Task: All that is wanted is an exact copy of the lines below, starting at the one that contains "Guideline: the keypoint for each instance of the high-rise" and running to the end.

____ Information provided

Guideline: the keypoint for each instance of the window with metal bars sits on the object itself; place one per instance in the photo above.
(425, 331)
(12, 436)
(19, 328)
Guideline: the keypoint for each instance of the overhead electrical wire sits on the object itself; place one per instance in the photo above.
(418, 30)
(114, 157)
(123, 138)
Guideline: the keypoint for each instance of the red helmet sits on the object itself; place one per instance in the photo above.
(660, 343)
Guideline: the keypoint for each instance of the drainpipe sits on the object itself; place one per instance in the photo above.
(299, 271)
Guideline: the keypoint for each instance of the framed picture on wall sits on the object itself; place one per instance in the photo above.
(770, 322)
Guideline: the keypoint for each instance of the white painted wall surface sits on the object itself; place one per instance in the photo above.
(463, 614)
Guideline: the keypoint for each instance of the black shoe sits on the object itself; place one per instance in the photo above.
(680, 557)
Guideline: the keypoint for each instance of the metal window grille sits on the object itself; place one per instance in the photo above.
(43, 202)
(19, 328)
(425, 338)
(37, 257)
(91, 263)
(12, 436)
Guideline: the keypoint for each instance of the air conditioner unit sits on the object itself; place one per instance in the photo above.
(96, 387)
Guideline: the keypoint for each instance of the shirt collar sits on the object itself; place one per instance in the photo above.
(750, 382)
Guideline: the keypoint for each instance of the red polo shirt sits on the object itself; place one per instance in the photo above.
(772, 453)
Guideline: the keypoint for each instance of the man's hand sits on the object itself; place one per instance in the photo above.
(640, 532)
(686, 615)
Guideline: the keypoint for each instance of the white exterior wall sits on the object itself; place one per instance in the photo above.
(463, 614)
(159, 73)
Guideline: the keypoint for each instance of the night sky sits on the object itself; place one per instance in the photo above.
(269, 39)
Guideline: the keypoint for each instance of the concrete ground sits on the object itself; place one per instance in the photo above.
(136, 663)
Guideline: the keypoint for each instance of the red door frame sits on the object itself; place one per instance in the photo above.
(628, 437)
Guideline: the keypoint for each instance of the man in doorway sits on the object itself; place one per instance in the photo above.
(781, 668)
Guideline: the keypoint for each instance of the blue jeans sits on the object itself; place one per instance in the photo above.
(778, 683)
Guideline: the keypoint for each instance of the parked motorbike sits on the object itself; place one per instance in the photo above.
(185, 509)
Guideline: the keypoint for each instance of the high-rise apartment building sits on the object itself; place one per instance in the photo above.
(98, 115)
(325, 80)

________

Solution to this problem:
Guideline: the keypoint for each instance of the high-rise apartment building sits on the object itself; place one per instance in the photo above.
(98, 115)
(325, 80)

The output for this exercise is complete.